Required work.
Before you finish, make sure every line below has been written out exactly.

[Stored data entries]
____________________
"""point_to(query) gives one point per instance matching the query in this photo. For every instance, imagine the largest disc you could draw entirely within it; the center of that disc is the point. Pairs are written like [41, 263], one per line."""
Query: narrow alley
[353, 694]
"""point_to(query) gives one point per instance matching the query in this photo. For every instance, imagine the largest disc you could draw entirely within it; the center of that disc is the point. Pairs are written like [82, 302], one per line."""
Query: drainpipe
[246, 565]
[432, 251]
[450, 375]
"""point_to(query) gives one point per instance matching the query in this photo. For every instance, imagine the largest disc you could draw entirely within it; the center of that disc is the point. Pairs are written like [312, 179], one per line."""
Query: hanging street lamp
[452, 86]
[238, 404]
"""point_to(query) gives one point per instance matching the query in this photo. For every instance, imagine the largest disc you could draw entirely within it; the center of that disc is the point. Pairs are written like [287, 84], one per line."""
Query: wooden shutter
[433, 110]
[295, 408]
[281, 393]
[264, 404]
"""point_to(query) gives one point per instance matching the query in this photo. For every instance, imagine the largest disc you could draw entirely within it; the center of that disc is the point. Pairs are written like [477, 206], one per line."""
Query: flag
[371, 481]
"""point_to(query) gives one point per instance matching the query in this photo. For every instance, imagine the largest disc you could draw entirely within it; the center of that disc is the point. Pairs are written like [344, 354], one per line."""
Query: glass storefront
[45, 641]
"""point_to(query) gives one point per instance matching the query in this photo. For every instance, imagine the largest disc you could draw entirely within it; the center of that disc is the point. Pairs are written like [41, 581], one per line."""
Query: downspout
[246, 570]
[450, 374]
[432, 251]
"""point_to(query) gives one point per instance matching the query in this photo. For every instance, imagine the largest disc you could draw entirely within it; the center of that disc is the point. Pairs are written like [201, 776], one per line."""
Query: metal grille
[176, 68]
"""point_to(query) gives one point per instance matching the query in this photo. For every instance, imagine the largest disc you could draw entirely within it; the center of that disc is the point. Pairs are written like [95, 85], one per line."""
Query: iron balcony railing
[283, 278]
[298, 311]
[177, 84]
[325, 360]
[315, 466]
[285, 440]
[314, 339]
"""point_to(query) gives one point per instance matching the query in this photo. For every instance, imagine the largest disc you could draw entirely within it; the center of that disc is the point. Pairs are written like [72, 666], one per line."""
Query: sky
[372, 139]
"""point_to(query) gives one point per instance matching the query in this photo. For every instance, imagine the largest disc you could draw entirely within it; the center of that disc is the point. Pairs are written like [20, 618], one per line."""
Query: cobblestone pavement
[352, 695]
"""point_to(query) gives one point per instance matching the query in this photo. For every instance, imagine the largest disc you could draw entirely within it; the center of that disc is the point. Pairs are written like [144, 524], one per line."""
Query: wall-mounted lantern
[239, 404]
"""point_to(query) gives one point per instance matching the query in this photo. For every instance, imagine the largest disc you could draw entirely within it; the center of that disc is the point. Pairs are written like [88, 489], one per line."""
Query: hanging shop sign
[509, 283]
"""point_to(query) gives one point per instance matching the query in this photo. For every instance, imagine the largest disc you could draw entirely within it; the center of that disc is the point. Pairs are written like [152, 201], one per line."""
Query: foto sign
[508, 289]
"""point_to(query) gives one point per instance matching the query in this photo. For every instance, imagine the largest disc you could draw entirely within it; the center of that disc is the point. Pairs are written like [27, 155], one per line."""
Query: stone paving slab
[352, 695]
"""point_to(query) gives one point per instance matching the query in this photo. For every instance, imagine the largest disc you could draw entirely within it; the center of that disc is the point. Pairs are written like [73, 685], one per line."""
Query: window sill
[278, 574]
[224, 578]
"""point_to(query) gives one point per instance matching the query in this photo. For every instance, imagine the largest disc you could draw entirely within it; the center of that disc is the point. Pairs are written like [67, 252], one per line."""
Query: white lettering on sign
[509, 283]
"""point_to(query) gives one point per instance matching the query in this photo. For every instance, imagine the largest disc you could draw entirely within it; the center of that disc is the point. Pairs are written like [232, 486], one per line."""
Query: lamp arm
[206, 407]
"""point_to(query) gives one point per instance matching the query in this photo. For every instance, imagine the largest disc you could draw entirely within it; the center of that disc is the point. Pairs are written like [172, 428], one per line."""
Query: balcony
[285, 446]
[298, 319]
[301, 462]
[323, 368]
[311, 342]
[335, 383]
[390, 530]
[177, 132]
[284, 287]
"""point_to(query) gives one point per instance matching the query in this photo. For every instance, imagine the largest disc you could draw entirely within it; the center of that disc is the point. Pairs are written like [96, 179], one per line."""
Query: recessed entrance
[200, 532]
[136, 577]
____________________
Answer box.
"""point_to(query) gives one point per instance matching the query in this photo. For every instance, imagine the largest disc you could draw entirely within it; the center of that disc is the point. Pairs are written like [41, 263], one per line."""
Query: narrow alley
[353, 694]
"""point_to(query) gives one point per instance matching the query in this photo. For every instance, imagine the largest disc you could draw entirely within it; the center of that disc is the point. Pairs are written like [82, 302], one per line."""
Query: drainpipe
[246, 565]
[432, 251]
[450, 375]
"""point_to(query) gives one point per instance matching the query in this photo. For every instance, imagine the largest disc you could draw entirely within it; the center of that disc is the point. Pairs are written like [312, 179], one per line."""
Query: hanging street lamp
[452, 86]
[238, 404]
"""point_to(query) gives one point per instance matching the query in this photo. For every instance, imagine the largest disc you could draw entirely within it; the center of that disc is the point. Pairs are written like [287, 84], one per line."""
Query: wooden shutter
[433, 110]
[295, 408]
[281, 393]
[264, 404]
"""point_to(query) gives one point per instance matching the query in this photo. For every instance, imagine the largest disc you could draw entirely within it; the center of that disc is the point. Pairs are written like [477, 206], one per line."""
Query: flag
[371, 481]
"""point_to(query) gives one point per instance matching the query in this photo. For every instance, imagine the largest disc you could draw entirely within it; the center of that disc is the point. Pairs are written like [344, 354], one per line."""
Query: glass storefront
[45, 641]
"""point_to(query) gives one point per instance matching the query in this photo. For every instance, imagine the largest disc you could draw entirely within it; the center of that disc is the point. Pairs are written like [41, 581], one per line."""
Query: downspout
[246, 570]
[450, 374]
[432, 251]
"""point_to(query) gives one point per instance matching the query in this photo. For every instance, imagine the largest disc you could draw entirely within it; the center of that disc is the point. Pairs are written like [201, 776], one per line."""
Query: metal grille
[176, 68]
"""point_to(query) gives one point per instance matching the query in this photo. For every instance, imagine the largest disc you could draw entirely within it; the center of that disc is the point. Pairs are written like [95, 85], one per line."""
Query: iron balcony railing
[283, 278]
[298, 311]
[177, 84]
[325, 360]
[315, 466]
[285, 440]
[314, 339]
"""point_to(query) gives one point per instance matching the query in this photo. For every instance, imagine the largest disc you could draw entirely within it; the center of that disc is the point. Pairs are written like [72, 666], one per line."""
Query: sky
[372, 139]
"""point_to(query) gives one point per instance matching the query in this photo. For every instance, imagine the largest disc you could draw entirely within it; the center of that disc is the point. Pairs are written like [20, 618], one per line."""
Query: cobblestone pavement
[352, 695]
"""point_to(query) gives one point per instance matching the query in this photo. For every instance, imagine the largest disc you could draw entirely within it; the center of that disc is the point. Pairs are written like [144, 524], one per line."""
Query: wall-mounted lantern
[239, 404]
"""point_to(query) gives one point per instance matching the query in this photo. For every instance, imagine the largest disc you could draw entirely within it; the center of that disc is the point. Pairs are written like [88, 489], one per line."""
Query: hanging shop sign
[509, 283]
"""point_to(query) gives one point per instance matching the query in this photo. For every instance, imagine the largest disc you could draw entirely within it; the center of that disc is the point. Pairs are written like [152, 201], one per line."""
Query: foto sign
[508, 289]
"""point_to(query) gives one point per instance matching the query in this photo. For every instance, imagine the largest disc you could draw entirely within it; the center of that disc is the point. Pairs are written like [27, 155], one per line."""
Query: stone paving slab
[352, 695]
"""point_to(query) gives one point per instance matching the query in this photo. For every instance, imagine the largest disc you could draw entirely within it; the center of that disc is the point. Pairs are written like [73, 685], one per line."""
Query: window sill
[278, 574]
[224, 578]
"""point_to(query) gives one point per instance matching the query in this photo. For every instance, imagine the largest disc you could draw entirely within it; the center of that disc is the point. Pairs are written like [67, 252], one per line."""
Query: white lettering on sign
[509, 283]
"""point_to(query) gives one point per instance matching the query in this photo. For every instance, imagine the largest disc you could draw entirely within it; the center of that disc is the point. Pairs are written like [232, 486], one per line."""
Query: lamp arm
[206, 407]
"""point_to(query) gives one point per instance matching the query in this photo. For every instance, imagine the largest disc you could draw entirely within it; the center of that disc is the point. Pairs are written like [172, 428], one per line."""
Query: balcony
[285, 446]
[298, 319]
[301, 462]
[323, 368]
[311, 342]
[335, 383]
[390, 530]
[177, 132]
[284, 287]
"""point_to(query) gives one point per instance matching the query in this photo. For every instance, imagine the largest disc you could draw entirely within it; the center of that disc is the point. Pairs are written like [96, 179], one per line."""
Query: recessed entrance
[200, 532]
[136, 577]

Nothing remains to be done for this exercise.